Object detection data:

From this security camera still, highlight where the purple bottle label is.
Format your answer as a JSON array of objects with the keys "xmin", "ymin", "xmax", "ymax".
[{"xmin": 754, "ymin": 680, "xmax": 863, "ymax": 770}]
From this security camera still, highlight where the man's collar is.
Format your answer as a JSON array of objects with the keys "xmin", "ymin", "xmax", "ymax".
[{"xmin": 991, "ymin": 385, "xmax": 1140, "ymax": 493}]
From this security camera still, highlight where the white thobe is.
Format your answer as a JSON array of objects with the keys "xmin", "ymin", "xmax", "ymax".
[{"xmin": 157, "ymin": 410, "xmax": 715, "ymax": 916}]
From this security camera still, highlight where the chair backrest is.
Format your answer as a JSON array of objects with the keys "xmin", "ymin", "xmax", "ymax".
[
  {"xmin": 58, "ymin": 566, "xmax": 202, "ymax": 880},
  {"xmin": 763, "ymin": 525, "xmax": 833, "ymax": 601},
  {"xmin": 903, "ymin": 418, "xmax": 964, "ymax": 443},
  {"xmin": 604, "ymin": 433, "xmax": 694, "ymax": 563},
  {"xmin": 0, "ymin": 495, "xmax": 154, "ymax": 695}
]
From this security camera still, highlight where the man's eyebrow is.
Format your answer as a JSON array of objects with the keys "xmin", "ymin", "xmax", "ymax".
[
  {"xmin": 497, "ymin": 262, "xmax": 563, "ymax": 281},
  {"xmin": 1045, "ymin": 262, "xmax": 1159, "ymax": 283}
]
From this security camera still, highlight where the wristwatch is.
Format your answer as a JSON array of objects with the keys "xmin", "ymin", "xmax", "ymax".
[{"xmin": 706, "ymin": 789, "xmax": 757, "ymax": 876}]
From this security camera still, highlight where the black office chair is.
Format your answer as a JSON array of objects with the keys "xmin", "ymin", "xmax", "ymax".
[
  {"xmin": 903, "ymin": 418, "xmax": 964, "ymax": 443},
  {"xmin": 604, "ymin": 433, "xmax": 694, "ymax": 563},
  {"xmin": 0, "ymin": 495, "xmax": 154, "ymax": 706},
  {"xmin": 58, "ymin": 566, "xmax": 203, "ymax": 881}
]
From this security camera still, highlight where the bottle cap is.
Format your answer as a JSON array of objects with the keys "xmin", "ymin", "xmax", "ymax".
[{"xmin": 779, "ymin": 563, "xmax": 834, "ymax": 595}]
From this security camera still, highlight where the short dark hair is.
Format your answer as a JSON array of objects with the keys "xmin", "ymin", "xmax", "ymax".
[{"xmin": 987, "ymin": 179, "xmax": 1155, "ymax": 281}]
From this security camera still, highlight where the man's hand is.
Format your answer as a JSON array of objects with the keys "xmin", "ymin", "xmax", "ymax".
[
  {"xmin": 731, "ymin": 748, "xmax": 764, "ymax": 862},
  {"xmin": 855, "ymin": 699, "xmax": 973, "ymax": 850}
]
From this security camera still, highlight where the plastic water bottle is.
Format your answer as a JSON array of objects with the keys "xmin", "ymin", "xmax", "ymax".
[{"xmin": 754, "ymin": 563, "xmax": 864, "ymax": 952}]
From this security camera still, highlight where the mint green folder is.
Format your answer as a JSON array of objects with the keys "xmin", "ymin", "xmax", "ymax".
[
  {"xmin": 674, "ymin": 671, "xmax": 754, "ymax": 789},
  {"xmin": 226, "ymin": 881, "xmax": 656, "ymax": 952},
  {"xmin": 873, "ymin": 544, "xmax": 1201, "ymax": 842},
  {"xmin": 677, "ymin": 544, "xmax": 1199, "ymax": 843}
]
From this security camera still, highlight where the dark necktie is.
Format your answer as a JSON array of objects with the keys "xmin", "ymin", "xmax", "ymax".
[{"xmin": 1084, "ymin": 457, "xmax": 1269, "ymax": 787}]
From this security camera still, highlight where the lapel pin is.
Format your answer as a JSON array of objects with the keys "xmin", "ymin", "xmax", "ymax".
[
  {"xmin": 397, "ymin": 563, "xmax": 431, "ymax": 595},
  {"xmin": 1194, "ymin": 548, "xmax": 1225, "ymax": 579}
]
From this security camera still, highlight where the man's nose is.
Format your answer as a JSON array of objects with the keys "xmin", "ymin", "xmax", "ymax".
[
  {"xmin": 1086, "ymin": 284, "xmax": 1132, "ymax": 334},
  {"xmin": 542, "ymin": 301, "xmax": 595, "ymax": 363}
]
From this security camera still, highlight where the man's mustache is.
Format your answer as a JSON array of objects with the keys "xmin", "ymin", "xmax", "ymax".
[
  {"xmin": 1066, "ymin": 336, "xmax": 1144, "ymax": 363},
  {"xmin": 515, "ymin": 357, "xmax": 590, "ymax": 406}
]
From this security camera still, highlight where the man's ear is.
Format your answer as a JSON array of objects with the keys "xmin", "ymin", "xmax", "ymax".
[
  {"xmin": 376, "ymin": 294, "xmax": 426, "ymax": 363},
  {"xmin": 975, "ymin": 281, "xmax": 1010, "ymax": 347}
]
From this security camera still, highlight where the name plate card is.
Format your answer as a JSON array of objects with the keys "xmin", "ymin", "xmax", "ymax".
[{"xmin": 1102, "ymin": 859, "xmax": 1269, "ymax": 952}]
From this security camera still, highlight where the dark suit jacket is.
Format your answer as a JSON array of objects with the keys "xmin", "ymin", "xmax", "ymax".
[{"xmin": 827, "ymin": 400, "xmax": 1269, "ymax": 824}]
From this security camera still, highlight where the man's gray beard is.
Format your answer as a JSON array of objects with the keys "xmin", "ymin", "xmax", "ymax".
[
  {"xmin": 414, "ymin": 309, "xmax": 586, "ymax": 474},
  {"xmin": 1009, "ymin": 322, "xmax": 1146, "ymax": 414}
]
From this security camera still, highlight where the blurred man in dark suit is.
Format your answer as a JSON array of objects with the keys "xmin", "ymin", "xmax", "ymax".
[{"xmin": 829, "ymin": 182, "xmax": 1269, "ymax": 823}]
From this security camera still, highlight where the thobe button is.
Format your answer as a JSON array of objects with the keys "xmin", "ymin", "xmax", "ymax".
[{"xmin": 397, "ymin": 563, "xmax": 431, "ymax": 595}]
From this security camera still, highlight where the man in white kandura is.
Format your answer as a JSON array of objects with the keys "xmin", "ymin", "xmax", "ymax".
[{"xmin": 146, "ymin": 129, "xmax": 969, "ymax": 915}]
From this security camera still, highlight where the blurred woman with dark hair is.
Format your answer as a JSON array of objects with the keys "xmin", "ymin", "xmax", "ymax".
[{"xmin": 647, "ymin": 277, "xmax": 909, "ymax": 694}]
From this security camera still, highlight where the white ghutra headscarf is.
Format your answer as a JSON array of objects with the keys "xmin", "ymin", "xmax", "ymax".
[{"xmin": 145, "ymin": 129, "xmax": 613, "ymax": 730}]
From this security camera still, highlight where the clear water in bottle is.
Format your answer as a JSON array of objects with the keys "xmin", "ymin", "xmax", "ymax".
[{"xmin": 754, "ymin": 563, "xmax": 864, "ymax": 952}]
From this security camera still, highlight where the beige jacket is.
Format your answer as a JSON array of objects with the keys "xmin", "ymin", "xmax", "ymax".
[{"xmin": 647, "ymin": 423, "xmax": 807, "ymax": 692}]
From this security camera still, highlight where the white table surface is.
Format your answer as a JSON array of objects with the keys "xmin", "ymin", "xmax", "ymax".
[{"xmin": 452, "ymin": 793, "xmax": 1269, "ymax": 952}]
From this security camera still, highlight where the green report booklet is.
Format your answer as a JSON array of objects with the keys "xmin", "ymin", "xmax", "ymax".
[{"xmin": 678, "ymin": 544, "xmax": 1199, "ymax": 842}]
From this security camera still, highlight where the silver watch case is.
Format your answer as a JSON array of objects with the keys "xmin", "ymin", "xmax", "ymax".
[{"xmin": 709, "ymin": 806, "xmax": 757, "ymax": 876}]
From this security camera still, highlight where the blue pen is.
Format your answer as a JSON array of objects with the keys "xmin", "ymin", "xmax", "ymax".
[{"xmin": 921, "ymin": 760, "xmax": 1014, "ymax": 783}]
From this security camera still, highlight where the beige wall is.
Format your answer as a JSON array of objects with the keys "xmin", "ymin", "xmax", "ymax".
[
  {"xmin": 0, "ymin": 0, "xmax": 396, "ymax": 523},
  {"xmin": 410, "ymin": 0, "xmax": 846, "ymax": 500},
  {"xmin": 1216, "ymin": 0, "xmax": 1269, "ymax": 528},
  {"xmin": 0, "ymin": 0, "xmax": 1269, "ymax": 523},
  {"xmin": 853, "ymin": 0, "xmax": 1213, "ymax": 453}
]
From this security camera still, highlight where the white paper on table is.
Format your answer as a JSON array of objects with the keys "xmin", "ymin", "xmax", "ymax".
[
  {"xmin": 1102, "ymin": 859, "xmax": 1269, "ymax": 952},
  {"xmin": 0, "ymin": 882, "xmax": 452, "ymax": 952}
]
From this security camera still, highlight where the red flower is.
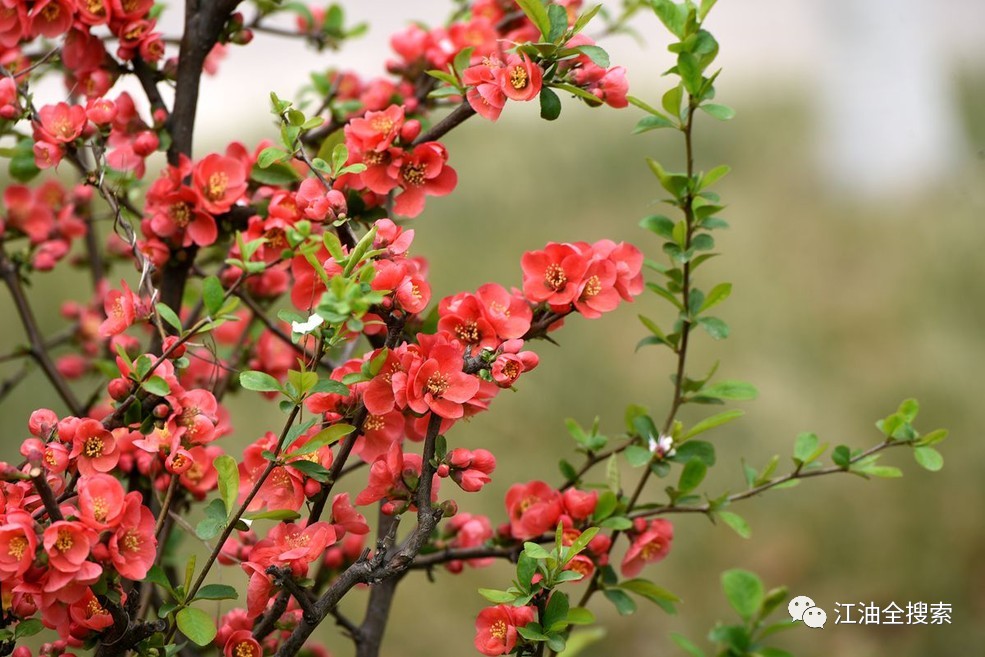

**What is asked:** Extract every line of the records that contains the word "white".

**Final result:**
From this security camera still, highlight where the white thobe is.
From this security camera still, highlight where the man in white kandura is.
From this security camera still, highlight where the white ghutra headscarf is.
From this security camera still, highlight where the white table surface is.
From this security camera still, highlight where the white paper on table is.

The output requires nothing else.